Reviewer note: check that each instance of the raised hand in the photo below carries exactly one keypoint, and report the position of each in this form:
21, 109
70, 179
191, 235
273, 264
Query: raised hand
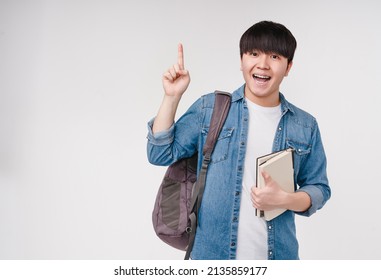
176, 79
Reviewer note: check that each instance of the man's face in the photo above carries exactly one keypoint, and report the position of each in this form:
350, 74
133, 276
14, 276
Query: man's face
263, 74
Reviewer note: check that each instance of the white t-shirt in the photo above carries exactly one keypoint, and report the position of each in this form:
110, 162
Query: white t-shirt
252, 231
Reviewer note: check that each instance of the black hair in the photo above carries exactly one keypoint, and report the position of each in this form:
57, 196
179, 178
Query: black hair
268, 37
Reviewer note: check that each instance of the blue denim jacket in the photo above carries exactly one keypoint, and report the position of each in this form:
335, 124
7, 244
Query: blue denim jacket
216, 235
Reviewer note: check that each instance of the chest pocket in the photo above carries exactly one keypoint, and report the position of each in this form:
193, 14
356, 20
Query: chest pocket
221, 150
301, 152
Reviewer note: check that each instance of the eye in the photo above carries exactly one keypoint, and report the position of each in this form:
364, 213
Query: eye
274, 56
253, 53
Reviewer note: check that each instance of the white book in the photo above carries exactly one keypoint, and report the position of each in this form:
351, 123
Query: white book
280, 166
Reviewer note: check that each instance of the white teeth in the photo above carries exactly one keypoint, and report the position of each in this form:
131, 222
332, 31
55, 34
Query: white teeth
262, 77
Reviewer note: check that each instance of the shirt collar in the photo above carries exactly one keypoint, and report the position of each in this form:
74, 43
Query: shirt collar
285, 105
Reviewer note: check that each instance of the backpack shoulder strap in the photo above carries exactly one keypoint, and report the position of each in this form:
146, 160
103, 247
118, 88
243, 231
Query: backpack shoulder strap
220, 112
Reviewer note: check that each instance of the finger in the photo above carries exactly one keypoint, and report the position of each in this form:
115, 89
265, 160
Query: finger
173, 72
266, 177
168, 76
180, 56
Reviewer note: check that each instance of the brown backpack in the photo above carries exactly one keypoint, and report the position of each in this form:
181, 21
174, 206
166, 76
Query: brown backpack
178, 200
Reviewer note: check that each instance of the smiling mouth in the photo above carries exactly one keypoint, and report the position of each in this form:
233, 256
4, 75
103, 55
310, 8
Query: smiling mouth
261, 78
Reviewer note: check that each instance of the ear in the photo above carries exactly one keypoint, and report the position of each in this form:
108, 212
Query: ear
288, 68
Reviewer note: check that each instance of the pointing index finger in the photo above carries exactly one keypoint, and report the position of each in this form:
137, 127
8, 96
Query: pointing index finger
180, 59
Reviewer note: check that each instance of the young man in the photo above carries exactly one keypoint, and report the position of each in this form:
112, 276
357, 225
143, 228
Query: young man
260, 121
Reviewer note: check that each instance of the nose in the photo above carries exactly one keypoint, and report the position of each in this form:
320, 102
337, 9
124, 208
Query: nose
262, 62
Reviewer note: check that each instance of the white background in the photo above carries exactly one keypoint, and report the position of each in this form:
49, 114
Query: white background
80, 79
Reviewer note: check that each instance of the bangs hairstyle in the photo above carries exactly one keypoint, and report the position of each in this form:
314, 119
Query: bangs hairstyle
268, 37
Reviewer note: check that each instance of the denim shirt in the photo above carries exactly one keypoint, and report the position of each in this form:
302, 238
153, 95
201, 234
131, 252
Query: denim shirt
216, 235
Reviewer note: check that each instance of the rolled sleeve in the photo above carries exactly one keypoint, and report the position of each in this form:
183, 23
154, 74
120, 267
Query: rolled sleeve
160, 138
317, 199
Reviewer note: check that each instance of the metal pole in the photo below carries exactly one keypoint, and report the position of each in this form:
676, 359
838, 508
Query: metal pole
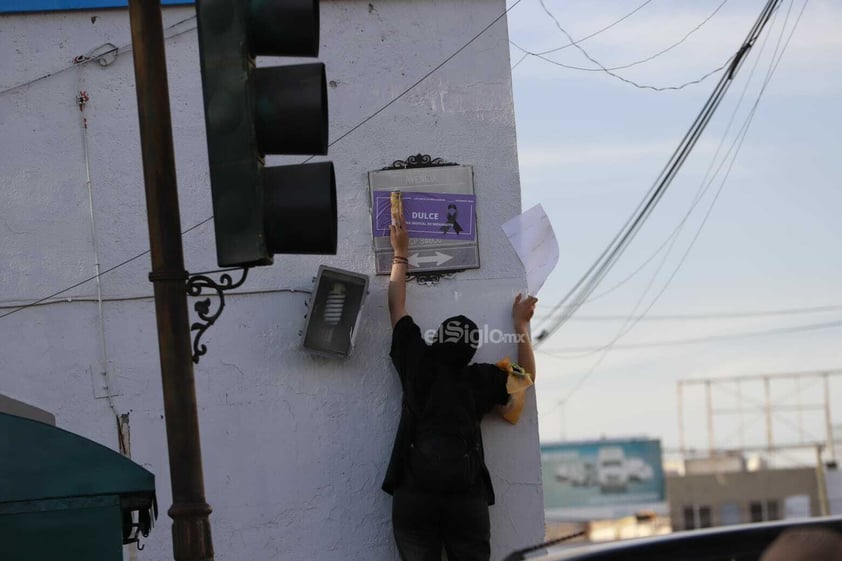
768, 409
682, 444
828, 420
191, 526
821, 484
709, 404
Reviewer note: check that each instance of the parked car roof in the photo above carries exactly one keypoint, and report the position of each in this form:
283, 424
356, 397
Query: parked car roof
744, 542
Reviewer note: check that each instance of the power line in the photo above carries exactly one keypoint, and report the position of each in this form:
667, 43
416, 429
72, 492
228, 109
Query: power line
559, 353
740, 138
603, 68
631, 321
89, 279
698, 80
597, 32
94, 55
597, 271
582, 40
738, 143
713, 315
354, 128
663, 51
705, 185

## Short task
Please reproduce the whole listing above, substituting "marker" for every "keypoint" and changing nothing else. Leave the pictures out.

## Answer to this exercise
Reviewer note: check that each instance of the raised hand in the photo below carries exactly one marker, and report the position of each in this form:
21, 109
70, 179
191, 235
273, 264
Query: raised hand
176, 79
Reviewer note: check that each instance of the man's face in the photo above carries exactly one marker, and report the position of each in this form:
350, 74
133, 276
14, 276
Query: man's face
263, 74
Reviewer note: check that each instance of the white t-shirt in the photo above carries exactly one marker, and report the position of each in this form:
110, 162
Query: white t-shirt
252, 231
Reviewer note: check that each instance of the black hair in the photo above carries exactly one marker, and report the position of each in this form:
57, 196
179, 178
Query: black hair
268, 37
Reviewer note: check that each instance of the blue denim jacket in the photo above carries exactly one marker, and report the position of each in this form:
335, 124
7, 244
Query: blue denim jacket
216, 235
Reviewer note: check that each instance of the chest pocket in the photo above carries exactly one marker, and report the position of each in this form:
193, 14
356, 20
Query: chest pocket
221, 150
301, 152
Reviewer note: check that each instance of the eye in the photo above carries exactly one marker, and report the position of each in this form:
364, 213
Query: eye
274, 56
253, 53
Reviewer note: check that each instance of the white book in the photo above carries exactly one marker, and report the position of each in this form:
351, 123
Query: white book
280, 166
Reviewer note: check that each instance of the white teeth in the photo above carries exactly one marker, and report the position of each in this form:
131, 222
332, 31
55, 34
Query: white teeth
262, 77
Reviewer note: check that each instance of the shirt collar in the photo above carries exactly one marker, and report the position of each in this form:
74, 43
Query: shirt collar
285, 105
Reviewer note: check that each instance of the backpack shoulder strap in the photo above carries exactly one marker, and report the position of each in this form:
146, 160
103, 247
118, 88
243, 231
Query: backpack shoulder strap
220, 112
Reviewer note: check that each instance of the finger in the photo above carries exactly one marker, and report the position of each in this form:
115, 89
265, 160
Query: finger
173, 72
266, 177
168, 76
180, 56
Reviewer note: check that each instance of the brown backpack in the photo above carries exactly one marker, and report the position of each in this form:
181, 21
174, 206
166, 76
Query: brown backpack
178, 200
Reviewer note: check that each instance of the smiling mouth in the photo above carries exactly one marker, and report the position of each in this form:
233, 256
4, 75
103, 55
310, 8
Query: smiling mouth
261, 78
Reviewer note: check that each instance of the ear in the photo above carries exactly one marker, and report the position of each in this form:
108, 212
Query: ear
288, 68
Reviewer note: check that each instance of the pointing index finger in the photo above carries exactly one marker, and report the position of each in this form:
137, 127
8, 96
Query: pointing index finger
180, 59
Reviewer note: check that each instance of the young man in the photo above carries exactly one marker, and report the position of each in this form:
112, 276
357, 225
143, 228
Query: young man
260, 121
Reviewer note: check that each instance of the nose in the photo above carries exactly one marker, and report the position of each in this form:
320, 102
337, 9
124, 208
Query: nose
262, 62
Reviewer note: check that each instance of the white background in the photo above carries exactly one marker, and report the position of each in this form:
49, 114
Query: white background
80, 79
Reviewer note: check that each instance of the bangs hairstyle in the photo above carries exactly one marker, and report the position of each in this form:
314, 119
Query: bangs hairstyle
268, 37
Reviewer note: check that each instance of the denim shirt in the photo above carries exactly one marker, and report the position of each in this form:
302, 238
153, 95
201, 234
131, 252
Query: denim shirt
216, 235
Reviewer note: check that each instance of the rolled sleeve in the photo above carries exactly one marker, and report the position of each in this form:
183, 23
154, 74
120, 267
Query: rolled sleeve
160, 138
317, 199
Reviewer note: check that each instance of the metal pole in the photo below carries exactly one marker, and report the position of each in this form:
676, 359
838, 508
Query: metal pole
768, 409
682, 444
828, 420
191, 526
821, 484
709, 404
Reviewer note: check that each instance of the parked car roof in the photo above carries exactly one marker, and report the position of each in this form:
283, 424
356, 397
Query: parked car roof
744, 542
Reviewer note: check that each instance of the power line in the photo above carries exactly one marker, and report the position of each in this form:
667, 43
416, 429
72, 492
228, 109
Query: power line
559, 353
740, 138
603, 68
631, 321
89, 279
698, 80
597, 32
94, 55
597, 271
582, 40
738, 143
713, 315
354, 128
663, 51
705, 185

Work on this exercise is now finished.